---------- ENTRIES SHOWN ----------

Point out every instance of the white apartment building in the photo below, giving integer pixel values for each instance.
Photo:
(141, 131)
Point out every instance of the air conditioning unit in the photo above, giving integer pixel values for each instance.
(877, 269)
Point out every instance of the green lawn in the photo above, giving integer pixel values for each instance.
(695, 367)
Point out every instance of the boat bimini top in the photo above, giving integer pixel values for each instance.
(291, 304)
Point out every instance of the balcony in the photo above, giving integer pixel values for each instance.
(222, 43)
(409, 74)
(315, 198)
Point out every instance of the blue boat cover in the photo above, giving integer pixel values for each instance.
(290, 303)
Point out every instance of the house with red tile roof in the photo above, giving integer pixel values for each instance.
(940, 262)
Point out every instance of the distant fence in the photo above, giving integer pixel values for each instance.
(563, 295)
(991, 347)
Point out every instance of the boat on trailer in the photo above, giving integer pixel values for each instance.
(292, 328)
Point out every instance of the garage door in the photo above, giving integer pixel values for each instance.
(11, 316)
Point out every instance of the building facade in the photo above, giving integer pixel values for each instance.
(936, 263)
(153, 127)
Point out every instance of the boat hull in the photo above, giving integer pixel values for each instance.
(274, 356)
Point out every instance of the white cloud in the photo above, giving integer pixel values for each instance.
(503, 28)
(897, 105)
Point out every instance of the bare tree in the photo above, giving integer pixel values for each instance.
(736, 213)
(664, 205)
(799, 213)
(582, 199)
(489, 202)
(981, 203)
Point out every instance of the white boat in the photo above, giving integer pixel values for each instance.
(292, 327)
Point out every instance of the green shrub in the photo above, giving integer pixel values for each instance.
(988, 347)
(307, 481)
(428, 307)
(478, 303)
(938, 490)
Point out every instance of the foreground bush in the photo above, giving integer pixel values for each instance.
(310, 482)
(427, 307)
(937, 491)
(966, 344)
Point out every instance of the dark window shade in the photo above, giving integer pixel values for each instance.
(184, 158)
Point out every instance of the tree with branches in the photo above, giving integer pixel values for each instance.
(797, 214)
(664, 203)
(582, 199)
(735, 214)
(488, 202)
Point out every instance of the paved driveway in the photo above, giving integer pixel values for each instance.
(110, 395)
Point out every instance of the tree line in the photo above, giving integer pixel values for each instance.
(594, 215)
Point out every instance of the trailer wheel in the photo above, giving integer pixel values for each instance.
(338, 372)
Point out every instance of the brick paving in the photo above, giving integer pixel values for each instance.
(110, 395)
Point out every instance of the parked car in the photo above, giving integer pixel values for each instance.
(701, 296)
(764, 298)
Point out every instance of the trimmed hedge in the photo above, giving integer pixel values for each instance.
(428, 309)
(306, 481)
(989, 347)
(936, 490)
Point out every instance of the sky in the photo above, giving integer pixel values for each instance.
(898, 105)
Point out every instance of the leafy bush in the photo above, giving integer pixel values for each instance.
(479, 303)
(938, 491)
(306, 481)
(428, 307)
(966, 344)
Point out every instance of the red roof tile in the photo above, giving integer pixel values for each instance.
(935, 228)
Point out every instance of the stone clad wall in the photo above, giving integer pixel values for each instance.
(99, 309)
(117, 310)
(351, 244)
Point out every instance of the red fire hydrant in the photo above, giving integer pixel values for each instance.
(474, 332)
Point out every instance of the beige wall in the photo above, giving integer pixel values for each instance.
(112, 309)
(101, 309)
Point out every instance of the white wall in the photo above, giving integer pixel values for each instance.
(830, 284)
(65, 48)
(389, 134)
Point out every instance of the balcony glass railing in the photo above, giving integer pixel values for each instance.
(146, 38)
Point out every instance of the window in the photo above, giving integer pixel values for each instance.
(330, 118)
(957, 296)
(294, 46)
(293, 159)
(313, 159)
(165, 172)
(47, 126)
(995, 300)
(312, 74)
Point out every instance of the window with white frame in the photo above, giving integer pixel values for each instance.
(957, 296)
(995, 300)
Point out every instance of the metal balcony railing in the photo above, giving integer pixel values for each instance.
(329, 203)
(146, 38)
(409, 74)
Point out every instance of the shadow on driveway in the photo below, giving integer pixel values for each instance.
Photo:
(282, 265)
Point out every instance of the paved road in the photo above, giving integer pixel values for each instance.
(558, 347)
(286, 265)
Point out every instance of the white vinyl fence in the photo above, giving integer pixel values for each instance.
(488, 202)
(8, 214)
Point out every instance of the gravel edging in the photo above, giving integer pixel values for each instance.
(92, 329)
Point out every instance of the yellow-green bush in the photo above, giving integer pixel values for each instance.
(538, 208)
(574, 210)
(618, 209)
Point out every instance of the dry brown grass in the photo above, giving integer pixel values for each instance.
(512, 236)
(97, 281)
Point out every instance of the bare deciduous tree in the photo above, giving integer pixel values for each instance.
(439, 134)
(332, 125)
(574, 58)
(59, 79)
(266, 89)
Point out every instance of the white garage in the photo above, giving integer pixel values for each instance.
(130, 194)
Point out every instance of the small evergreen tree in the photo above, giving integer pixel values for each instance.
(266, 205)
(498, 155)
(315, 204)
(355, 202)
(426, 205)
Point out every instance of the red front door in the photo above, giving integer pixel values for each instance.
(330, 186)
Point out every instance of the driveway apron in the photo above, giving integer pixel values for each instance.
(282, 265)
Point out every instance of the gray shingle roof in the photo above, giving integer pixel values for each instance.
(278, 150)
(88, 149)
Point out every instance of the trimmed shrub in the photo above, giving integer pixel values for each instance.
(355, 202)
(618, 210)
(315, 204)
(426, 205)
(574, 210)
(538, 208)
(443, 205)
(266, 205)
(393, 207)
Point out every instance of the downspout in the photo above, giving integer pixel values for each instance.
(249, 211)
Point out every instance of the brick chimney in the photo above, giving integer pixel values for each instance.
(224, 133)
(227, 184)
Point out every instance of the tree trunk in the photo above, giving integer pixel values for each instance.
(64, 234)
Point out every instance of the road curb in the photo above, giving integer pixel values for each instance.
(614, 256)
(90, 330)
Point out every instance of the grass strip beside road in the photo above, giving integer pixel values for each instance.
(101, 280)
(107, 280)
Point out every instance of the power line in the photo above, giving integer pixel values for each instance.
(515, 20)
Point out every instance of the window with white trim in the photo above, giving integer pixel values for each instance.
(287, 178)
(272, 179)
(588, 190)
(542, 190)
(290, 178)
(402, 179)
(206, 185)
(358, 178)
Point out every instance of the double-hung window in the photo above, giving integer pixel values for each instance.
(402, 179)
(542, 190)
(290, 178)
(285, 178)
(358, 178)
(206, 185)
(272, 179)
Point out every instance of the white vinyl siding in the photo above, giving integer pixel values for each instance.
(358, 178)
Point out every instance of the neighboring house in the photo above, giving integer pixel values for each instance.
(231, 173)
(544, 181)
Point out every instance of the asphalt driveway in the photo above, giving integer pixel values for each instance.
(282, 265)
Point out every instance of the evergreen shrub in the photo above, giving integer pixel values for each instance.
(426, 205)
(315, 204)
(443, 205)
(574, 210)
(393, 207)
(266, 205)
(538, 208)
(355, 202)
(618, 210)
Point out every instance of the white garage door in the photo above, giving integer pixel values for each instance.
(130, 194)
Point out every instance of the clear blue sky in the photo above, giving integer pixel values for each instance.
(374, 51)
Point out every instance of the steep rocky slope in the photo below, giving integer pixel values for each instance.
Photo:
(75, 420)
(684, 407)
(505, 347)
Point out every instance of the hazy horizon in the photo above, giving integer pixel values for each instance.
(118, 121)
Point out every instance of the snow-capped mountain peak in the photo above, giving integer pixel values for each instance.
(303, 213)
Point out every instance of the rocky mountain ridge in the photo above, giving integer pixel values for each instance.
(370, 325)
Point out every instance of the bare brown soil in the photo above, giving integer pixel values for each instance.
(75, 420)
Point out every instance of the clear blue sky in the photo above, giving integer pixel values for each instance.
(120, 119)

----------

# [INSTRUCTIONS TO FOLLOW]
Reproduce each entry exactly, leaving out nothing.

# [ANSWER TO THIS TASK]
Point out every instance of the white apartment building in the photo below, giving integer pixel values for each instance.
Photo:
(141, 131)
Point out every instance of the air conditioning unit in the photo above, giving integer pixel values for each instance.
(877, 269)
Point out every instance of the green lawn in the photo above, giving integer pixel values for each instance.
(695, 367)
Point out every instance of the boat bimini top in the photo above, giving integer pixel values for each instance.
(291, 304)
Point out every instance of the balcony in the photo above, giving integer pixel values for each instance.
(222, 43)
(409, 74)
(315, 198)
Point out every instance of the blue boat cover in the photo above, giving integer pixel values for each instance.
(290, 303)
Point out every instance of the house with red tile roof in the photo above, giving integer pixel values for each instance.
(940, 262)
Point out every instance of the distant fence in the photo above, giving integer pixel values for each instance.
(563, 295)
(991, 347)
Point out every instance of the boat on trailer in the photo above, giving integer pixel values for each instance.
(292, 328)
Point out every instance of the garage door in the photo above, giving integer pixel values for each instance.
(11, 316)
Point out every instance of the building facade in the photo above, giving integer pixel values for each instance.
(936, 263)
(153, 127)
Point out every instance of the boat hull in the photo above, giving integer pixel values for each instance.
(274, 356)
Point out every instance of the white cloud in the photo above, giving integer pixel values for each instance.
(503, 28)
(897, 105)
Point out every instance of the bare tree in the photo above, giving integer pixel values for each instance.
(736, 213)
(664, 205)
(799, 213)
(582, 199)
(489, 202)
(981, 203)
Point out every instance of the white boat in the photo above, giving integer pixel values for each instance.
(292, 327)
Point out every instance of the green shrub in the photo above, giving integer pixel values for each instance.
(988, 347)
(307, 481)
(428, 307)
(478, 303)
(938, 490)
Point out every instance of the foreground bush in the photo above, giving integer pixel values for each instance.
(310, 482)
(427, 307)
(937, 491)
(966, 344)
Point out every instance of the dark window shade in the photo above, giving integer pixel values for each instance.
(184, 158)
Point out every instance of the tree with branches in the photo above, giving integer pixel values for each instance.
(797, 214)
(664, 203)
(582, 199)
(735, 214)
(488, 202)
Point out every instance of the paved driveway in the photo above, giving integer pixel values for each instance.
(110, 395)
Point out every instance of the tree line in the photo above, giving integer pixel values for each instance.
(594, 215)
Point out every instance of the trailer wheel in the photo above, giving integer pixel values for each instance.
(338, 372)
Point out every instance of the brick paving in the photo above, giving integer pixel values for each instance.
(110, 395)
Point out every instance of the parked car in the photo above, giving integer pixel values for each instance.
(701, 296)
(764, 298)
Point out every instance of the trimmed hedge in the photo above, giving integer pixel values for each instance.
(428, 309)
(306, 481)
(989, 347)
(936, 490)
Point out every instance of the sky in the photo above, giving integer pixel values for each instance.
(898, 105)
Point out every instance of the leafy bush in the photo above, giving integer pixel values for each instance.
(479, 303)
(938, 491)
(306, 481)
(428, 307)
(966, 344)
Point out every instance of the red roof tile in the photo above, giving integer pixel values for each instance.
(935, 228)
Point out every instance of the stone clad wall in the photo above, giving integer pixel values for each instance.
(99, 309)
(117, 310)
(351, 244)
Point out every instance of the red fire hydrant in the photo above, giving integer pixel values for each instance.
(474, 332)
Point out every instance of the beige wall in the photo above, giving integer pixel values for each instance.
(112, 309)
(101, 309)
Point out every instance of the white wall in the photo above, giving integer pixel values for each instance.
(830, 284)
(65, 48)
(389, 134)
Point out every instance of the balcony glass railing in the photo above, giving integer pixel values for each instance.
(146, 38)
Point out every instance of the window in the photo above, giving integer pixel values for each instance.
(330, 118)
(957, 296)
(294, 46)
(293, 159)
(313, 159)
(165, 172)
(47, 126)
(995, 300)
(312, 74)
Point out every instance of the window with white frame in the photo above, giving integer pixel values for each instance.
(957, 296)
(995, 300)
Point out every instance of the metal balcony railing in the photo above, giving integer pixel values for each instance.
(329, 203)
(146, 38)
(409, 74)
Point out every instance of the shadow on driveway in the photo below, giving integer pixel values for each instance.
Photo:
(282, 265)
Point out every instance of the paved road in the photo above, giving integer pixel values for each instance.
(558, 347)
(286, 265)
Point out every instance of the white vinyl fence in the photo above, giving integer pixel values for each instance.
(488, 202)
(8, 214)
Point out every instance of the gravel edging in the photo above, giving integer pixel values for each instance.
(92, 329)
Point out every instance of the yellow-green bush in the photo above, giving integer pixel values for each instance.
(538, 208)
(574, 210)
(618, 209)
Point out every instance of the dry brown grass in the photo above, giving integer pixel values for each instance.
(512, 236)
(97, 281)
Point out every instance of the bare deciduous tree in the photo above, giving integer pixel values for each instance.
(439, 134)
(332, 125)
(574, 58)
(59, 79)
(266, 89)
Point out every instance of the white garage in the photo above, giving integer pixel values for each instance.
(130, 194)
Point out every instance of the small evergreen tree in the photo above, giving integer pixel values for each instance.
(266, 205)
(498, 155)
(315, 204)
(355, 202)
(426, 205)
Point out every instance of the red front door in the photo above, giving integer pixel values for each instance.
(330, 186)
Point out every instance of the driveway apron in the photo above, giving integer pixel values for each instance.
(282, 265)
Point out every instance of the gray shingle roof in the photo above, giving integer pixel values for each instance.
(278, 150)
(88, 149)
Point out every instance of the trimmed shrub in the photo above, giving integer pixel values for each instance.
(355, 202)
(618, 210)
(315, 204)
(426, 205)
(574, 210)
(538, 208)
(443, 205)
(266, 205)
(393, 207)
Point out every instance of the downspout in the photo above, giving integer pixel values for each instance.
(249, 211)
Point out every instance of the brick chimney in the photo above, giving integer pixel values for each instance.
(224, 133)
(227, 184)
Point out every instance of the tree trunk in the photo above, giving integer pixel values for each instance.
(64, 234)
Point out every instance of the road curb in the photo above, giving integer pixel values for each instance.
(614, 256)
(90, 330)
Point out every instance of the grass strip beside road in the photo above, giving integer pixel values for each instance.
(101, 280)
(107, 280)
Point out every instance of the power line in the photo above, giving integer pixel values for each instance.
(515, 20)
Point out every instance of the window with white trim in the photo above, giving integer pixel values for each instance.
(287, 178)
(272, 179)
(588, 190)
(542, 190)
(290, 178)
(402, 179)
(206, 185)
(358, 178)
Point out every instance of the double-hung window in the photo above, giving integer pixel values for each instance.
(402, 179)
(542, 190)
(290, 178)
(285, 178)
(358, 178)
(206, 185)
(272, 179)
Point out every instance of the white vinyl siding in the photo above, giving integer pixel values for each instance.
(358, 178)
Point out every instance of the neighboring house in the photo above, giving integer pixel values for each instance.
(231, 173)
(544, 181)
Point out every instance of the asphalt driveway in the photo above, giving integer pixel values for each instance.
(282, 265)
Point out every instance of the evergreen shrub in the photo above, giving integer pixel values for each instance.
(426, 205)
(315, 204)
(443, 205)
(574, 210)
(393, 207)
(266, 205)
(538, 208)
(355, 202)
(618, 210)
Point out every instance of the white garage door in the photo above, giving integer pixel values for each instance.
(130, 194)
Point out every instance of the clear blue sky in the photo above, giving integer pixel values for each instance.
(374, 51)
Point out every instance of the steep rocky slope in the photo below, giving integer pixel values for each instance.
Photo:
(75, 420)
(684, 407)
(505, 347)
Point out every instance of the hazy horizon in the photo above, giving integer pixel values for each instance.
(118, 121)
Point out every instance of the snow-capped mountain peak in the photo above, giving integer pixel values for each instance.
(303, 213)
Point out every instance of the rocky mountain ridge in the photo above, giving integer pixel values for each instance.
(370, 325)
Point out every instance of the bare brown soil in the photo above, giving integer pixel values for each instance.
(75, 420)
Point out every instance of the clear blue sky in the photo above, giving integer pixel values for each instance.
(120, 119)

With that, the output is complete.